== GIVEN RECORDS ==

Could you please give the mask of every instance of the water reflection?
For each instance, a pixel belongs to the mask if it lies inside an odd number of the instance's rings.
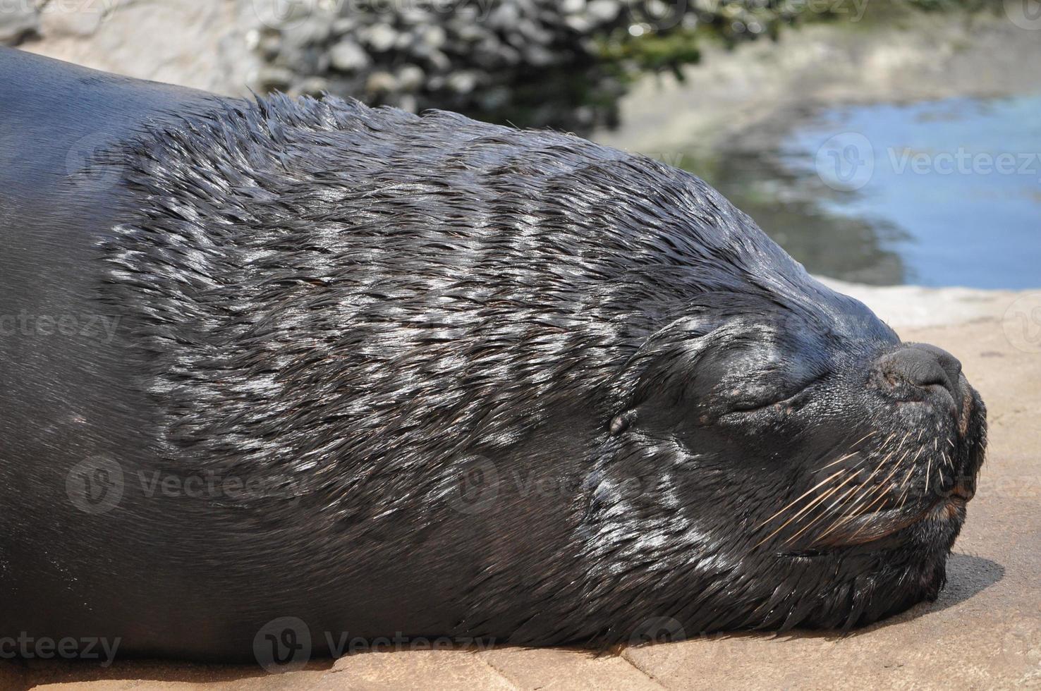
[[[1041,285],[1041,96],[852,106],[786,129],[773,147],[760,137],[756,148],[680,164],[812,273],[874,284]],[[850,135],[863,144],[818,156]],[[830,160],[865,165],[864,175],[836,177],[822,170]]]

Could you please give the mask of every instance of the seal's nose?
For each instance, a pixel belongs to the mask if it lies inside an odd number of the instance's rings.
[[[910,384],[922,389],[946,389],[951,398],[962,400],[962,363],[936,346],[914,343],[884,355],[879,369],[893,387]]]

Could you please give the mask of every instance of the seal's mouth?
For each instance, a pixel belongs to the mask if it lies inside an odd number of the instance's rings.
[[[934,520],[940,522],[961,522],[965,506],[972,495],[966,490],[956,490],[949,496],[940,497],[924,508],[907,507],[875,511],[846,520],[842,528],[822,536],[813,547],[848,547],[878,542],[919,522]]]

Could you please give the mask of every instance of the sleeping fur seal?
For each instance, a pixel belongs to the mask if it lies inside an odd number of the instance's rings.
[[[0,638],[607,646],[943,585],[958,361],[688,173],[10,50],[0,122]]]

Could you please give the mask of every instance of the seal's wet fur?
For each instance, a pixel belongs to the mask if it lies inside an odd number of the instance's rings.
[[[699,178],[282,96],[213,97],[104,160],[130,211],[84,271],[136,441],[104,450],[115,508],[59,511],[100,538],[65,568],[118,594],[19,625],[195,657],[280,616],[319,649],[610,645],[857,625],[942,586],[964,503],[932,497],[974,481],[979,396],[880,364],[896,335]],[[167,496],[155,474],[262,483]],[[902,480],[913,520],[850,528]]]

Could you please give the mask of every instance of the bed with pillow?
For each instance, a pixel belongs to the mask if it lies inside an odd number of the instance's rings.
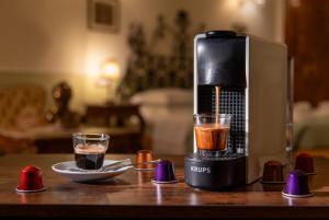
[[[134,94],[131,102],[140,105],[156,154],[192,151],[193,90],[152,89]]]

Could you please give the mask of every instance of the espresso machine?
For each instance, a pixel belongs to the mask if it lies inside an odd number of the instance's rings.
[[[284,162],[286,148],[286,46],[230,31],[194,38],[194,114],[229,114],[226,151],[185,157],[188,185],[222,190],[250,184],[265,161]]]

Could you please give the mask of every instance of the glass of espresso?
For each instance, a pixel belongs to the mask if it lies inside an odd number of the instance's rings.
[[[193,119],[197,153],[202,157],[224,154],[227,149],[231,115],[194,114]]]
[[[76,165],[82,170],[103,166],[110,136],[106,134],[73,134]]]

== TASK GOAL ==
Can you rewrite the records above as a two-column CSV headed input and output, with one row per record holding its text and its answer, each in a single quoted field with line breaks changed to spaces? Leave the pictures out.

== WRITTEN REPLY ==
input,output
"Could you please give the mask of every instance of the water reflection? For each instance, a pixel belongs to the mask if it lies inside an odd number of the instance's rings.","[[[1041,285],[1041,96],[852,106],[786,129],[773,147],[760,137],[756,148],[680,164],[812,273],[874,284]],[[850,135],[863,144],[818,156]],[[830,160],[865,165],[864,175],[836,177],[822,170]]]"
"Could you please give the mask of every instance of the seal's nose? For each instance, a pixel belongs to the mask if it lies inside an odd number of the instance's rings.","[[[910,384],[922,389],[946,389],[951,398],[962,400],[962,363],[936,346],[914,343],[884,355],[879,369],[893,387]]]"
"Could you please give the mask of every instance of the seal's mouth? For each instance, a pixel belongs to the mask if it lies inside an odd number of the instance's rings.","[[[934,520],[940,522],[961,522],[965,506],[972,495],[966,490],[956,490],[949,496],[940,497],[924,508],[907,507],[875,511],[846,520],[842,528],[822,536],[813,547],[848,547],[878,542],[919,522]]]"
"Could you please give the mask of every instance of the sleeping fur seal? For each instance, a pixel belongs to the mask if it lies inside an odd number of the instance's rings.","[[[0,638],[607,646],[943,585],[958,361],[688,173],[10,50],[0,122]]]"
"Could you please give the mask of every instance of the seal's wet fur? For each instance, a pixel belongs to the mask if it lies inside an odd number of the instance's rings.","[[[699,178],[282,96],[213,97],[104,160],[130,211],[84,271],[136,441],[104,450],[115,508],[59,511],[100,538],[65,568],[118,594],[19,625],[195,657],[280,616],[319,649],[610,645],[857,625],[942,586],[964,503],[932,497],[974,481],[979,396],[880,364],[896,335]],[[167,496],[155,474],[262,483]],[[902,480],[913,520],[850,528]]]"
"Could you please give the mask of every instance of the bed with pillow? For each instance, a pixel belongs to the mask if it lies inside an odd number of the instance's rings.","[[[134,94],[131,102],[140,105],[156,154],[192,151],[193,90],[152,89]]]"
"Could you please give the mask of every instance of the espresso machine? For each instance, a pixel belongs to the mask if it lies inside an odd number of the instance's rings.","[[[284,162],[286,148],[286,46],[230,31],[194,38],[194,114],[229,114],[226,151],[185,157],[188,185],[222,190],[250,184],[265,161]]]"
"Could you please give the mask of every instance of the glass of espresso? For each instance, a pixel belongs to the mask if it lies inside an odd number of the instance's rings.","[[[193,119],[197,153],[202,157],[224,154],[227,149],[231,115],[194,114]]] [[[76,165],[82,170],[103,166],[110,136],[106,134],[73,134]]]"